_Extrait de page_
+ + + + + + +

Cela semble être également ce que Ibn Muf'lih veut faire comprendre dans l'enchaînement de propos qu'il écrit ici : d'abord il cite la parole dite par Ahmad ibn Hanbal à Ismâ'ïl au sujet de al-Muhâssibî ; puis il cite le fait que lorsque Ahmad a défendu d'écrire et d'aller écouter les propos de Mansûr ibn 'Ammâr, ce fut, dit Abu-l-Hussayn : "afin que cela ne distraie pas du Coran et de la Sunna" : "ونقل إبراهيم بن عبد الله القلانسي أن أحمد قال عن الصوفية: "لا أعلم أقواما أفضل منهم"، قيل: "إنهم يستمعون ويتواجدون"، قال: "دعوهم يفرحون مع الله ساعة"، قيل: "فمنهم من يموت ومنهم من يغشى عليه"، فقال: {وبدا لهم من الله ما لم يكونوا يحتسبون}. ولعل مراده: سماع القرآن؛ وعذرهم لقوة الوارد، كما عذر يحيى القطان في الغشي. وقد قال أحمد لإسماعيل بن إسحاق الثقفي وقد سمع عنده كلام الحارث المحاسبي ورأى أصحابه: "ما أعلم أني رأيت مثلهم، ولا سمعت في علم الحقائق مثل كلام هذا الرجل. ولا أرى لك صحبتهم". وقد نهى عن كتابة كلام منصور بن عمار والاستماع للقاص به - قال أبو الحسين: لئلا يلهونه عن الكتاب والسنة، لا غير" (Al-Furû', Ibn Muf'lih) (cité par Abû Ghudda, p. 54).

+ + + + + + +

_Exercice écrit A_
Pouvez-vous recopier les lignes des enregistrements, en commençant à la ligne qui contient "Spot the green" et en terminant à la dernière ligne des enregistrements, bornes incluses et toutes lignes comprises, en augmentant de 149 chaque coordonnée des réponses ?

+ + + + + + +

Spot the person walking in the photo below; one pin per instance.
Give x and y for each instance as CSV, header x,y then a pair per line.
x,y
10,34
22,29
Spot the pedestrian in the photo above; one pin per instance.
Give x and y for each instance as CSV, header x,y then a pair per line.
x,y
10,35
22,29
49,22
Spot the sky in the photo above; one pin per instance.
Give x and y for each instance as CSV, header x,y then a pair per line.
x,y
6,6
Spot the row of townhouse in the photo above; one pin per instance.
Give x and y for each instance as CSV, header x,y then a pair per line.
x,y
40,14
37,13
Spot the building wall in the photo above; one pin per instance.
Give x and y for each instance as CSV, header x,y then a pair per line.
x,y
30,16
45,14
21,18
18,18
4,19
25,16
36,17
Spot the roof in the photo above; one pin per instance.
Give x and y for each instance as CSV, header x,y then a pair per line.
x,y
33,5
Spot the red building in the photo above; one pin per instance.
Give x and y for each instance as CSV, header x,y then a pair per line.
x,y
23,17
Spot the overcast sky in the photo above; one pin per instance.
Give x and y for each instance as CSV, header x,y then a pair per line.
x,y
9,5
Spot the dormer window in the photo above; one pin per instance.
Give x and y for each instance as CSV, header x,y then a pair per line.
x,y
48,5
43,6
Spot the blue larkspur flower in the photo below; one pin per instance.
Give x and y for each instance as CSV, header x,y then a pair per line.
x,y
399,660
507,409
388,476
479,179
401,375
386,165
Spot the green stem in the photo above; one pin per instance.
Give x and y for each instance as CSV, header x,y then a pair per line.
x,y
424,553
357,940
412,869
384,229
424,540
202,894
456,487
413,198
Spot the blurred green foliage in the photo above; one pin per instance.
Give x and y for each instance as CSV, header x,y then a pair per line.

+ + + + + + +

_Exercice écrit B_
Les affirmations suivantes sont-elles conformes à l'extrait : (i) selon Abu-l-Hussayn, l'interdiction visait à ne pas détourner du Coran et de la Sunna ; (ii) Ahmad a défendu d'écrire les propos de al-Muhâssibî ; (iii) la citation d'Ibn Muf'lih est reprise d'après Abû Ghudda ? Répondez par oui ou par non pour chacune, en citant mot pour mot le passage décisif de l'extrait.

_Réponse attendue A_
Spot the green stem in the photo above; one pin per instance.
Give x and y for each instance as CSV, header x,y then a pair per line.
x,y
573,702
506,1089
561,1018
533,378
573,689
351,1043
605,636
562,347
Spot the blurred green foliage in the photo above; one pin per instance.
Give x and y for each instance as CSV, header x,y then a pair per line.

_Réponse attendue B_
(i) Oui : « afin que cela ne distraie pas du Coran et de la Sunna ».
(ii) Non : « lorsque Ahmad a défendu d'écrire et d'aller écouter les propos de Mansûr ibn 'Ammâr ».
(iii) Oui : « (cité par Abû Ghudda, p. 54) ».